◆ Given problem: Copy out, word for word, the lines that begin with the one containing "job: outline every instance of the white" and end with the last line, including both of these.

[Start of Extracted data]

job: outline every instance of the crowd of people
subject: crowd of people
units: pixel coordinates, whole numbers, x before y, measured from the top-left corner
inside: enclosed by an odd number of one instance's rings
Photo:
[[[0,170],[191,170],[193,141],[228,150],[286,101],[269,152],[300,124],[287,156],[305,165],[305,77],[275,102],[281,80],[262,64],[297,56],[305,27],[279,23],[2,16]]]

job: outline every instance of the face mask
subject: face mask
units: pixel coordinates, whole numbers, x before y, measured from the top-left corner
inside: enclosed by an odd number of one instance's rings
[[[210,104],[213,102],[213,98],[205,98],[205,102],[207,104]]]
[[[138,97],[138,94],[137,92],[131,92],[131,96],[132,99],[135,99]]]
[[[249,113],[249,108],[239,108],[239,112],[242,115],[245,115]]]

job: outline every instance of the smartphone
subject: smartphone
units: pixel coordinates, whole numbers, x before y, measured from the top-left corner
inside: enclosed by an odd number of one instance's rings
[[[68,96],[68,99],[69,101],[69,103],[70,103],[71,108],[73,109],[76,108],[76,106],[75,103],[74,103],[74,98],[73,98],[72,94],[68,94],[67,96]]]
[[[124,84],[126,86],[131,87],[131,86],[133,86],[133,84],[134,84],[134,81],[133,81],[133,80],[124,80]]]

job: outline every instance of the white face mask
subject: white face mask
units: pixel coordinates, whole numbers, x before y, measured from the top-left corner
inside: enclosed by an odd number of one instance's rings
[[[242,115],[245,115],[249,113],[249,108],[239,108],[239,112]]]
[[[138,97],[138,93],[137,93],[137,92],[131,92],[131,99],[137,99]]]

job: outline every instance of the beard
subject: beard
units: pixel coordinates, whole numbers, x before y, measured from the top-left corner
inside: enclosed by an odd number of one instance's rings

[End of Extracted data]

◆ Written answer:
job: outline every instance of the white face mask
subject: white face mask
units: pixel coordinates, whole numbers, x before y, measured from the top-left corner
inside: enclosed by an odd number of one instance's rings
[[[242,115],[245,115],[249,113],[249,108],[239,108],[239,112]]]
[[[138,97],[138,93],[137,93],[137,92],[131,92],[131,99],[137,99]]]

job: outline every instance of the beard
subject: beard
units: pixel coordinates, whole numbers, x before y, measured from the top-left corner
inside: enclosed by an odd number of one instance's rings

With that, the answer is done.